Object point labels:
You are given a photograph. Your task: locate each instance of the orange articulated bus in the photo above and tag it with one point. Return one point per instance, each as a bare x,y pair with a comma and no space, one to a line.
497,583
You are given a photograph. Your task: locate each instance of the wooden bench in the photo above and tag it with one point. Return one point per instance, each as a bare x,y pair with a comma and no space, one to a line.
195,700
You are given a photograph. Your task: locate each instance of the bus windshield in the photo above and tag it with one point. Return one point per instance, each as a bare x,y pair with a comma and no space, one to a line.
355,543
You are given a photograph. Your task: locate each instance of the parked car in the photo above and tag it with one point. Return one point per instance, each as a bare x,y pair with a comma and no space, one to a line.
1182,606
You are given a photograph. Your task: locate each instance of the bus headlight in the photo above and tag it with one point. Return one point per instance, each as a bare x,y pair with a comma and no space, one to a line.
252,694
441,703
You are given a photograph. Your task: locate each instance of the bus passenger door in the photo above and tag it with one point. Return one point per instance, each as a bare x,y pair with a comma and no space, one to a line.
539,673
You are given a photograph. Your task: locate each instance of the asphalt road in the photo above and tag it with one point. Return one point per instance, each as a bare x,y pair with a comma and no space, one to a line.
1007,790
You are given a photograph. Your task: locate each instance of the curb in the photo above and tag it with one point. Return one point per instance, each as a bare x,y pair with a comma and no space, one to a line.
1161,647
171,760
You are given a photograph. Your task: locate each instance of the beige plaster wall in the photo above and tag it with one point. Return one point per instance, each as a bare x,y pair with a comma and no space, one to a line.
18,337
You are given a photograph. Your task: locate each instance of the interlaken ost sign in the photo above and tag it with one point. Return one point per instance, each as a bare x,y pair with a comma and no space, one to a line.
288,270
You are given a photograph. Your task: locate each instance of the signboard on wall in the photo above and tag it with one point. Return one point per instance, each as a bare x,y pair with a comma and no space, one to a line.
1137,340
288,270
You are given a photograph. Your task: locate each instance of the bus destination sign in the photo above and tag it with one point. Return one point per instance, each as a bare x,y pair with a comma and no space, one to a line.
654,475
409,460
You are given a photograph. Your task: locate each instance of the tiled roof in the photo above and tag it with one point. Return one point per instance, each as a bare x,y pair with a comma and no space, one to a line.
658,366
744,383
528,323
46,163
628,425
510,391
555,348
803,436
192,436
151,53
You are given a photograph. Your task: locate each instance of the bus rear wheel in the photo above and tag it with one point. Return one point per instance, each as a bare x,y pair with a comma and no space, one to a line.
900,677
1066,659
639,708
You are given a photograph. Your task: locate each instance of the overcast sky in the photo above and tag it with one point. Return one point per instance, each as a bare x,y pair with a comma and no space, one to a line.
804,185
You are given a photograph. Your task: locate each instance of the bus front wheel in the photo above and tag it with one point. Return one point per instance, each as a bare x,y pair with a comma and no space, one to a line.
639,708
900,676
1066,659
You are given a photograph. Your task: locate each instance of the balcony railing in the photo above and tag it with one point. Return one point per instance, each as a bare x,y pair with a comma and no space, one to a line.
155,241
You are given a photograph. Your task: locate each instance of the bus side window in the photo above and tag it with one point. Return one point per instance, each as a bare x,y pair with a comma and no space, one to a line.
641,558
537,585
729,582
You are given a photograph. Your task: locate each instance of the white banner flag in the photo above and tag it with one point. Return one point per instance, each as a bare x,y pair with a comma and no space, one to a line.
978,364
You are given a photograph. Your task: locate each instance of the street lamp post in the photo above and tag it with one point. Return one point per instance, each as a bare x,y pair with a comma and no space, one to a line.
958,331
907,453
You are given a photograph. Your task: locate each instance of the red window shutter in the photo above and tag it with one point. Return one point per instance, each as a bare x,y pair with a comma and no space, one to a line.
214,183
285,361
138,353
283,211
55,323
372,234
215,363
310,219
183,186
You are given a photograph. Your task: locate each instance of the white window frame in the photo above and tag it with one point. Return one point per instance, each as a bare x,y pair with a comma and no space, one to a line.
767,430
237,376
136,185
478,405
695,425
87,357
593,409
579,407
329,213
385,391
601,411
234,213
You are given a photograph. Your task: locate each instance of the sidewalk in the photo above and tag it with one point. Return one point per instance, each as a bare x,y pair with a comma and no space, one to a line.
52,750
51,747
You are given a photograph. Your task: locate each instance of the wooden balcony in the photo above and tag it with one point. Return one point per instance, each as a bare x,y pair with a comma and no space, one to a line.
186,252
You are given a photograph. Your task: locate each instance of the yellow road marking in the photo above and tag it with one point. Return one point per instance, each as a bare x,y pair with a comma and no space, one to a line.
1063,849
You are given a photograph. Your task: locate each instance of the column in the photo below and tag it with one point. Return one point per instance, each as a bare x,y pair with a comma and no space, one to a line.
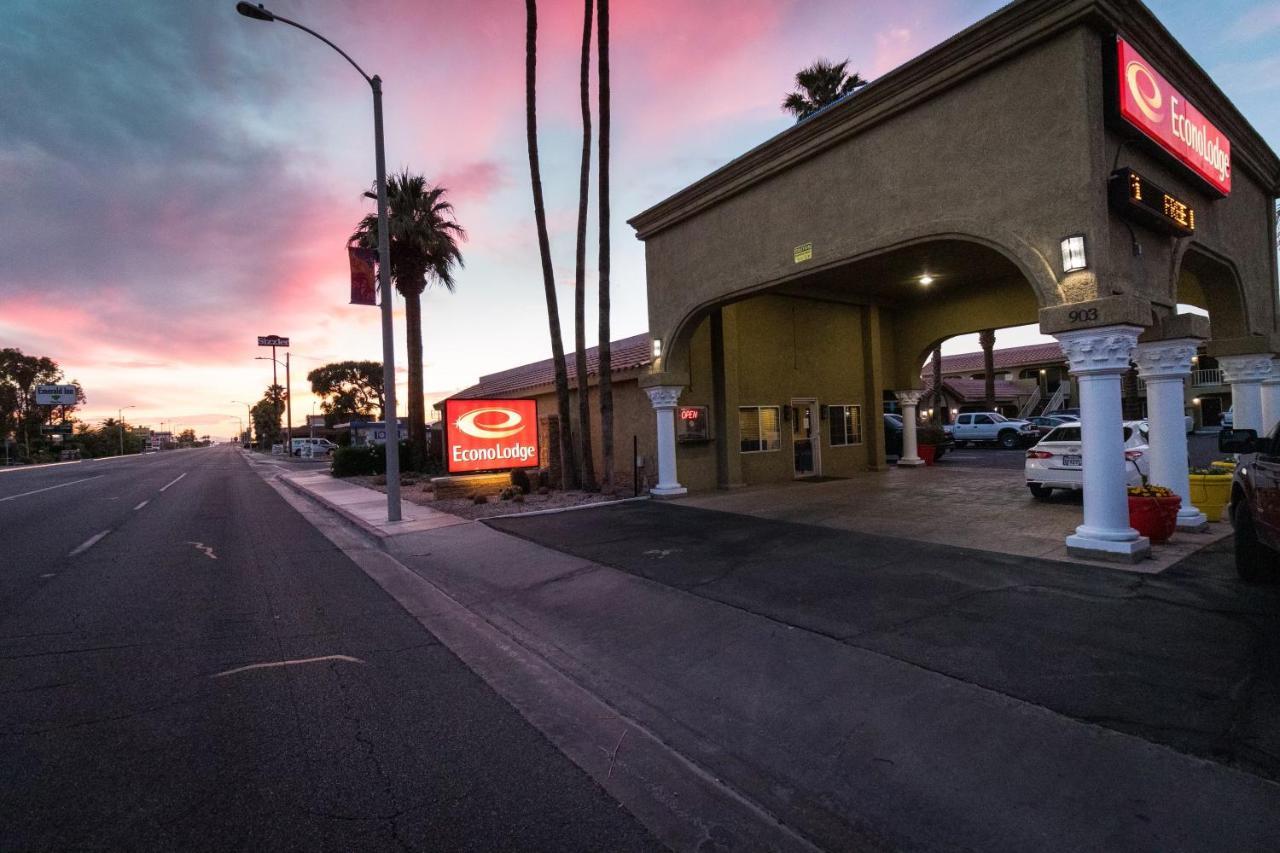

● **Set exercise**
Only the lines from the one containing "the red window" through the last line of the records above should be repeated, exactly and without pictures.

● **Result below**
You are given a photograph. Your task: locate each instance of the red window shutter in the photo above and tag it with one point. Return one point per instance, each as a bare x,y pair with a comma and no space, one to a line.
214,183
285,361
138,353
283,211
55,323
372,234
215,363
310,219
183,186
You are given a photograph. Your task: locate each instance of the white window frame in the photo above and tag it with one point. Return one point per instance, each as a bare x,y pair with a comma and no space, one to a line.
767,430
237,376
136,185
478,405
695,425
87,357
593,409
579,407
329,213
385,391
601,411
234,213
You are given a photograph. Your task: locate each instance of the sidewalk in the photo above and tag it with one point. Return one point per instance, each as a bare x,y pair with a comma and no space, one to a line.
52,750
51,747
You are given a photograph. Your task: locate each instance of the wooden balcony in the photo above and tag it with one point. Return one point per instance, each as a bare x,y pair with a comma and no space, one to a line.
186,252
You are given a photograph. Your task: locate each instance of the yellow road marking in the photo above and tag it with one point. Return one point per instance, each as a bare x,y pair with a comma and no space, one to a line.
1063,849
You are given a photograph. Your task: locate each instance of the column in the photo below and tag it with one point. Return one point per instance, each as a bare x,y pair with a comma and no space, one to a line.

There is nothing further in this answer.